**SOURCE TEXT:**

Terms and Conditions for Remote Production Services

Last updated September 29, 2020

Please read these Terms and Conditions for Remote Production Services (the “Customer Terms”) carefully. By purchasing the Remote Production Services or otherwise accepting the Customer Terms, you and the entity on whose behalf you are entering into the Customer Terms (“Customer”) agrees to be bound by the Customer Terms. If you are accepting these Customer Terms on behalf of an entity, you represent that you are authorized to bind the entity to the Customer Terms.

 

1. Remote Production Services.

1.1    Services.

Switcher, Inc. (“Switcher”) will provide live remote video production services to Customer as described in the Customer Terms and all applicable Orders (“Remote Production Services”). Switcher’s performance of the Remote Production Services is contingent on Customer having an active, paid subscription to Switcher’s Plus Plan online video production platform accessible through https://www.switcherstudio.com/ (“Switcher Platform”). The Remote Production Services will consist of Switcher: (a) producing, directing, and editing live video content (“Video Content”) taken at events identified by Customer (“Live Events”); (b) streaming the Video Content to Customer’s social media or other properties (“Streaming Platforms”); (c) providing other video-creation services, including video production consulting services, as mutually agreed by the parties; and (d) other services mutually agreed-upon by the parties in writing. Switcher will perform all Remote Production Services using the Switcher Platform.

1.2    Orders.

**THE TASK:**
According to the remote production terms, what action binds a customer to them? Explain in one to three sentences.

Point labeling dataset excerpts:
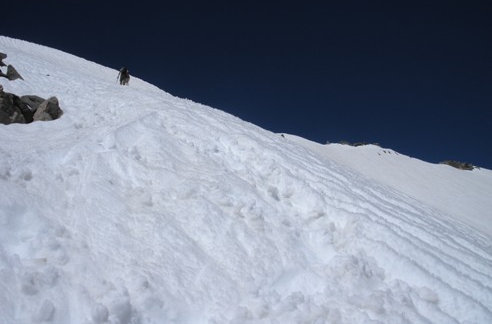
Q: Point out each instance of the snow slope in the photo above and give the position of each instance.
(140, 207)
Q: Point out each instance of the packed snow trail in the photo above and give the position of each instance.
(139, 207)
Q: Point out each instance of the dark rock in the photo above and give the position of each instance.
(26, 111)
(12, 73)
(9, 112)
(48, 110)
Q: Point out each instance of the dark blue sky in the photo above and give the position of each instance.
(413, 76)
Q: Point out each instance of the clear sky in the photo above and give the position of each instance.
(413, 76)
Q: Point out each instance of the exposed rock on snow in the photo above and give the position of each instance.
(161, 210)
(26, 108)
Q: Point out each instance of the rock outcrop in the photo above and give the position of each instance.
(25, 109)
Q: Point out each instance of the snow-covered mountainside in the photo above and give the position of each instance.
(140, 207)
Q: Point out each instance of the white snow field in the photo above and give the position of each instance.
(139, 207)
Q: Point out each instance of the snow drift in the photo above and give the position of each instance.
(140, 207)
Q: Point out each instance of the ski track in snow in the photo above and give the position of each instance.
(139, 207)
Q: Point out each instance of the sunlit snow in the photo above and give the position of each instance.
(139, 207)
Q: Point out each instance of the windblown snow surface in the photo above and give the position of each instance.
(140, 207)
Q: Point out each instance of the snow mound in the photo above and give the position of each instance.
(139, 207)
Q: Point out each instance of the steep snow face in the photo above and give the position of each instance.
(464, 196)
(139, 207)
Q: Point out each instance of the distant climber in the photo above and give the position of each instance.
(124, 76)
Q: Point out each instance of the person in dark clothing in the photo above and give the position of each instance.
(124, 76)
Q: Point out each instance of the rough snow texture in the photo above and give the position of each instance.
(139, 207)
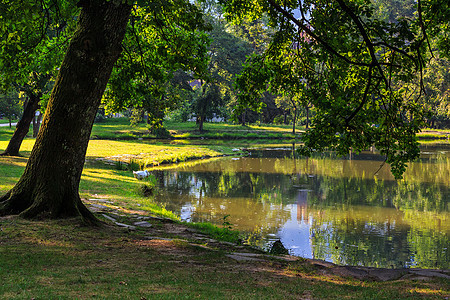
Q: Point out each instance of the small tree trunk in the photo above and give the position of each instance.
(307, 117)
(200, 124)
(49, 186)
(22, 126)
(36, 124)
(294, 121)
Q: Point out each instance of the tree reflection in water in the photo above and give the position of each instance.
(323, 207)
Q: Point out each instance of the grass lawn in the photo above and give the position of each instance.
(119, 128)
(65, 260)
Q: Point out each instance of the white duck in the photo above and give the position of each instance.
(141, 174)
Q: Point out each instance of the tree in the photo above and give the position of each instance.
(31, 54)
(161, 54)
(34, 92)
(353, 60)
(49, 186)
(10, 105)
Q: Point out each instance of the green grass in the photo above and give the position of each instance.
(65, 260)
(6, 121)
(120, 129)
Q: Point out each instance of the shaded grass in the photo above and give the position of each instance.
(61, 259)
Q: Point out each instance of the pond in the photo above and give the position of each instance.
(349, 211)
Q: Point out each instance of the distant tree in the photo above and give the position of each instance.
(49, 186)
(31, 55)
(10, 107)
(352, 60)
(160, 57)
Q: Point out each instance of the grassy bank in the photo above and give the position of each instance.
(60, 259)
(119, 129)
(168, 260)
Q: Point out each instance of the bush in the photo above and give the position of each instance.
(161, 133)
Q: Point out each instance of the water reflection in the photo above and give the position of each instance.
(323, 207)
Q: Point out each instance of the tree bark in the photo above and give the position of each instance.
(49, 186)
(22, 126)
(36, 124)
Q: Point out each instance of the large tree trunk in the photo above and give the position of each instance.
(49, 186)
(22, 126)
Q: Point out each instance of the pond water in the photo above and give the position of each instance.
(348, 211)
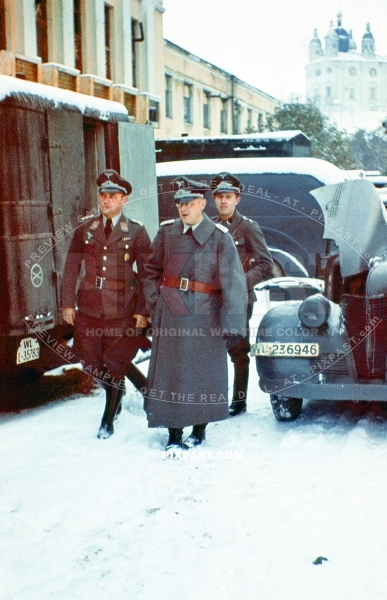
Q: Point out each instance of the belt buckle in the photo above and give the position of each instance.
(184, 283)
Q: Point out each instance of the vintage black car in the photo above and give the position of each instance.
(333, 346)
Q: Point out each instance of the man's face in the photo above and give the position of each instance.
(111, 204)
(191, 212)
(226, 203)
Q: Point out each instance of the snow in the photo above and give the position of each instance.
(12, 85)
(82, 518)
(285, 135)
(322, 170)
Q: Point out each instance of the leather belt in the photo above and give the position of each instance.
(186, 285)
(108, 284)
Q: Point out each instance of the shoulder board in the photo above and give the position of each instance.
(94, 225)
(124, 226)
(138, 222)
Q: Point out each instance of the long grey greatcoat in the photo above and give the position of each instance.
(187, 379)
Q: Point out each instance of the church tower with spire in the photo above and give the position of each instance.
(348, 86)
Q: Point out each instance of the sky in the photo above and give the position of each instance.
(269, 510)
(266, 42)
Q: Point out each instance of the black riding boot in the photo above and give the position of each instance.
(238, 404)
(197, 436)
(113, 401)
(175, 439)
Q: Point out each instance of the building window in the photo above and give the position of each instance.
(42, 29)
(250, 128)
(78, 34)
(223, 117)
(187, 103)
(108, 36)
(237, 118)
(153, 111)
(3, 43)
(207, 110)
(137, 36)
(168, 96)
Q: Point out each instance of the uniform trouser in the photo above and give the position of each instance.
(105, 347)
(240, 358)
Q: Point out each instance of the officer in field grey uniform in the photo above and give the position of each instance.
(257, 265)
(196, 291)
(102, 295)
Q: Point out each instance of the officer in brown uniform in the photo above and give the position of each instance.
(257, 265)
(102, 294)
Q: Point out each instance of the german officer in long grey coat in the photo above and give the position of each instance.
(109, 305)
(257, 265)
(195, 287)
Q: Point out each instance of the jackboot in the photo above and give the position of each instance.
(136, 377)
(198, 435)
(238, 405)
(175, 439)
(113, 401)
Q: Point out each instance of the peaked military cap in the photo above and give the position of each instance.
(110, 182)
(225, 182)
(188, 189)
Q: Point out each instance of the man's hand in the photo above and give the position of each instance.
(68, 315)
(140, 321)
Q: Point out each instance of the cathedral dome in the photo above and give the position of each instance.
(343, 35)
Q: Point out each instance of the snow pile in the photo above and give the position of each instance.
(10, 86)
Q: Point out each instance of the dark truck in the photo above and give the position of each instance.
(333, 346)
(53, 144)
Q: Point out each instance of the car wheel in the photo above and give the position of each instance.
(284, 408)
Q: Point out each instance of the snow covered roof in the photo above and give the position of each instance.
(320, 169)
(265, 135)
(31, 94)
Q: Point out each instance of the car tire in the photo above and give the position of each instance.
(284, 408)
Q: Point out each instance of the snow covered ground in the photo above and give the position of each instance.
(89, 519)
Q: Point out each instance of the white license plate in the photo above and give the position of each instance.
(289, 349)
(29, 349)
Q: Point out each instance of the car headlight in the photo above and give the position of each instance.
(314, 311)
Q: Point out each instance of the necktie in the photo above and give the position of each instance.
(108, 228)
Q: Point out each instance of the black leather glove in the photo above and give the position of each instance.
(232, 340)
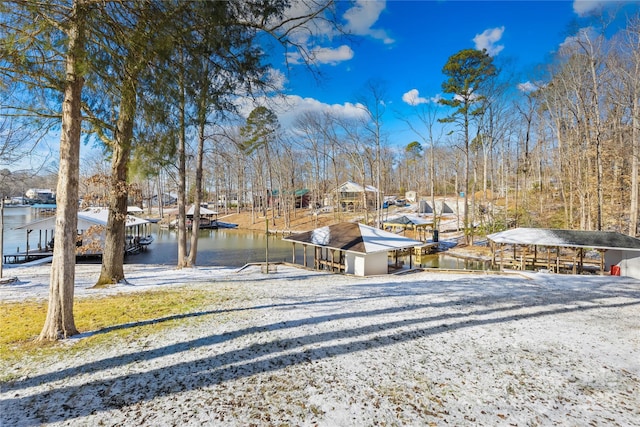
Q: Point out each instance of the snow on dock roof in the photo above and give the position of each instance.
(354, 237)
(566, 238)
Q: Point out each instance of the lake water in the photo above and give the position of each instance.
(223, 247)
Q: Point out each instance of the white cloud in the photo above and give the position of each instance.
(325, 55)
(488, 39)
(362, 16)
(527, 87)
(322, 55)
(585, 7)
(289, 107)
(413, 98)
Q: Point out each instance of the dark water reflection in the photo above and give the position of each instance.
(442, 260)
(223, 247)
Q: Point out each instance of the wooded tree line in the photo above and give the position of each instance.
(560, 151)
(157, 83)
(138, 76)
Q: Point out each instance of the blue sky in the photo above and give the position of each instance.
(405, 44)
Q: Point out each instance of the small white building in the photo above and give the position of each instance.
(352, 248)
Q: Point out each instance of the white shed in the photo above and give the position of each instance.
(352, 248)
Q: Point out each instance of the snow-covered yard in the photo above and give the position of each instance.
(305, 348)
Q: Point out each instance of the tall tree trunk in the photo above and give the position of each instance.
(182, 179)
(193, 249)
(60, 322)
(635, 169)
(112, 270)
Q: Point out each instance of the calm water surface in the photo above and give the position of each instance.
(223, 247)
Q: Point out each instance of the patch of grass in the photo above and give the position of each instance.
(22, 321)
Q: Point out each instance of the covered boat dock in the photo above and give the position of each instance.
(352, 248)
(564, 251)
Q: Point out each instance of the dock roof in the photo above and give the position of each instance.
(354, 237)
(566, 238)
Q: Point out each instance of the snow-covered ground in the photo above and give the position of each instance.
(305, 348)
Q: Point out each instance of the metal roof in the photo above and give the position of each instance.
(353, 237)
(566, 238)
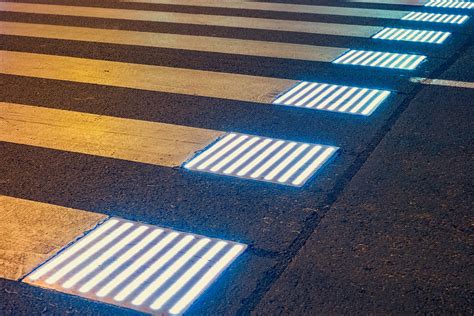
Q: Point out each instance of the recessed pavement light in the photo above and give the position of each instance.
(264, 159)
(138, 266)
(422, 36)
(380, 59)
(333, 98)
(436, 17)
(450, 4)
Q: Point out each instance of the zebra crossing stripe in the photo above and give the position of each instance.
(146, 77)
(153, 143)
(380, 59)
(175, 41)
(139, 266)
(333, 98)
(282, 7)
(436, 17)
(23, 224)
(422, 36)
(263, 159)
(194, 19)
(450, 4)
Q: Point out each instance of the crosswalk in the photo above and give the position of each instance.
(152, 266)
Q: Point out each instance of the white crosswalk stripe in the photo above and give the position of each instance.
(154, 269)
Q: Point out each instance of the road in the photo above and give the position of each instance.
(288, 158)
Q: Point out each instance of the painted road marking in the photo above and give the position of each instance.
(450, 4)
(422, 36)
(263, 159)
(195, 19)
(434, 3)
(145, 77)
(174, 41)
(284, 7)
(436, 17)
(380, 59)
(445, 83)
(333, 98)
(32, 231)
(401, 2)
(138, 266)
(133, 140)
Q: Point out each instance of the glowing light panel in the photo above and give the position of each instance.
(380, 59)
(436, 17)
(333, 98)
(450, 4)
(138, 266)
(422, 36)
(264, 159)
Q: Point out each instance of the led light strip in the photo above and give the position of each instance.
(264, 159)
(334, 98)
(436, 17)
(422, 36)
(380, 59)
(450, 4)
(139, 266)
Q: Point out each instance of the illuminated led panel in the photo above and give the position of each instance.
(138, 266)
(450, 4)
(333, 98)
(264, 159)
(436, 17)
(380, 59)
(422, 36)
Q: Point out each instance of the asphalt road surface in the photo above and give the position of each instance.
(112, 113)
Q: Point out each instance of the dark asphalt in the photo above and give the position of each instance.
(399, 239)
(383, 228)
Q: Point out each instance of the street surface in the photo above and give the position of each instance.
(113, 112)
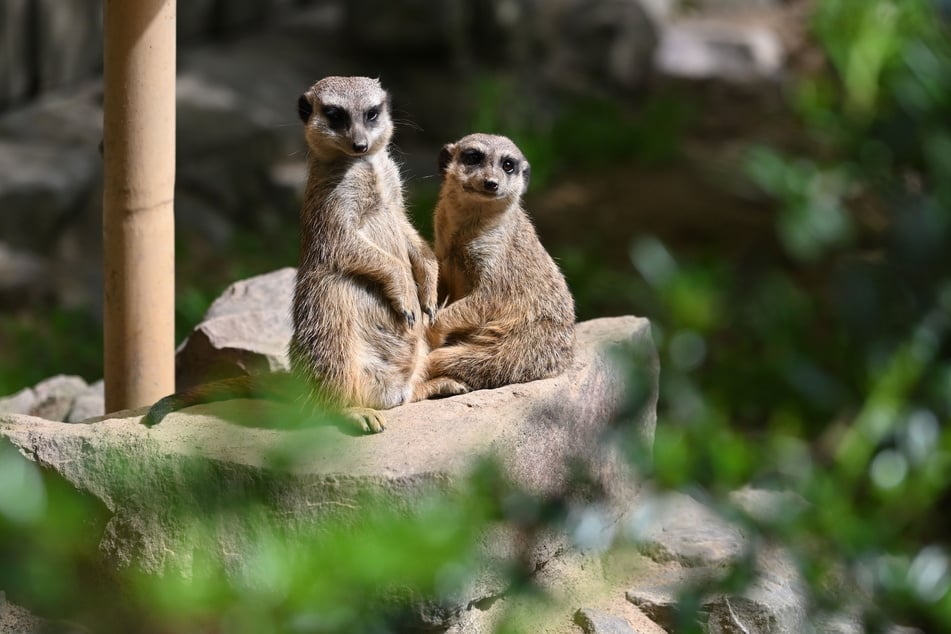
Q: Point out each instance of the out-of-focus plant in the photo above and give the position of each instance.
(836, 360)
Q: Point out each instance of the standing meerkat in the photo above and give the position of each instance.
(365, 277)
(510, 316)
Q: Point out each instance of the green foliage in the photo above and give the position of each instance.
(29, 358)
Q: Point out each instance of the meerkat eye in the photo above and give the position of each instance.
(471, 157)
(336, 116)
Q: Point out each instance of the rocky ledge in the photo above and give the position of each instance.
(540, 433)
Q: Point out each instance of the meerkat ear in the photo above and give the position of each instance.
(445, 157)
(304, 108)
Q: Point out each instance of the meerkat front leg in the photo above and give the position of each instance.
(426, 273)
(439, 386)
(398, 285)
(367, 420)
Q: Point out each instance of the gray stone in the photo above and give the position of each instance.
(69, 41)
(41, 187)
(675, 527)
(55, 396)
(413, 25)
(245, 331)
(22, 275)
(19, 403)
(719, 50)
(598, 622)
(87, 404)
(596, 47)
(769, 506)
(64, 118)
(16, 64)
(658, 604)
(541, 432)
(193, 19)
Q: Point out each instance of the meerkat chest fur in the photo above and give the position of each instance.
(354, 185)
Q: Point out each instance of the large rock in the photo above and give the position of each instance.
(245, 331)
(69, 41)
(541, 433)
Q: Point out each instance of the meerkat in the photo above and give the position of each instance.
(365, 277)
(509, 316)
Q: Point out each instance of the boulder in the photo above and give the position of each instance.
(245, 331)
(774, 603)
(45, 183)
(676, 528)
(68, 40)
(541, 434)
(598, 622)
(58, 398)
(719, 50)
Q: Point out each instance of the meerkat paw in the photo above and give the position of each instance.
(367, 420)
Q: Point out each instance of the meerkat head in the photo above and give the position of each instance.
(485, 167)
(346, 115)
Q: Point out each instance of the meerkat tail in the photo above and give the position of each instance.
(273, 387)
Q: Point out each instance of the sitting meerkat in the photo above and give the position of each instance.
(509, 316)
(365, 276)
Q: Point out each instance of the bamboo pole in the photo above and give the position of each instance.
(138, 193)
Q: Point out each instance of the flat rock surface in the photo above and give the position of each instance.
(227, 452)
(675, 527)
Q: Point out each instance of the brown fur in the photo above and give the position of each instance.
(365, 277)
(364, 271)
(510, 316)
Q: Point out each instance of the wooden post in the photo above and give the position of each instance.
(138, 195)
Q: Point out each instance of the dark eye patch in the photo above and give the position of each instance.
(373, 114)
(304, 109)
(337, 117)
(471, 157)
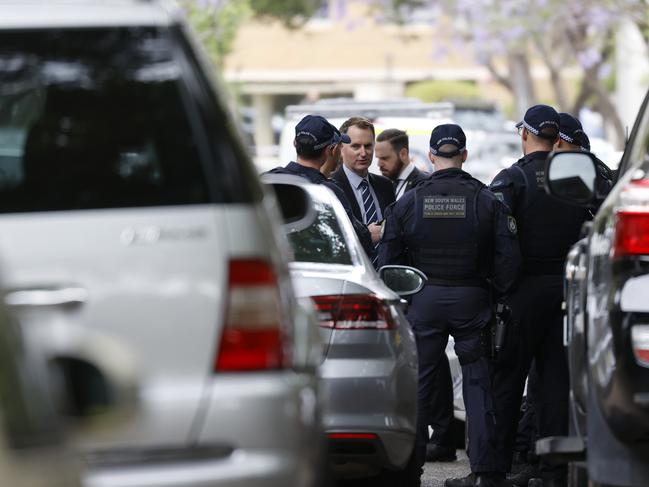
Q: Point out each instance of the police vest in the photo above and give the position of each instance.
(446, 241)
(547, 227)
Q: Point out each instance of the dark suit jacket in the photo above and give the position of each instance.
(381, 185)
(415, 177)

**FINAL RESULT:**
A customer is bound by purchasing the Remote Production Services or by otherwise accepting the Customer Terms. This binds both the person accepting and the entity on whose behalf that person enters into the terms.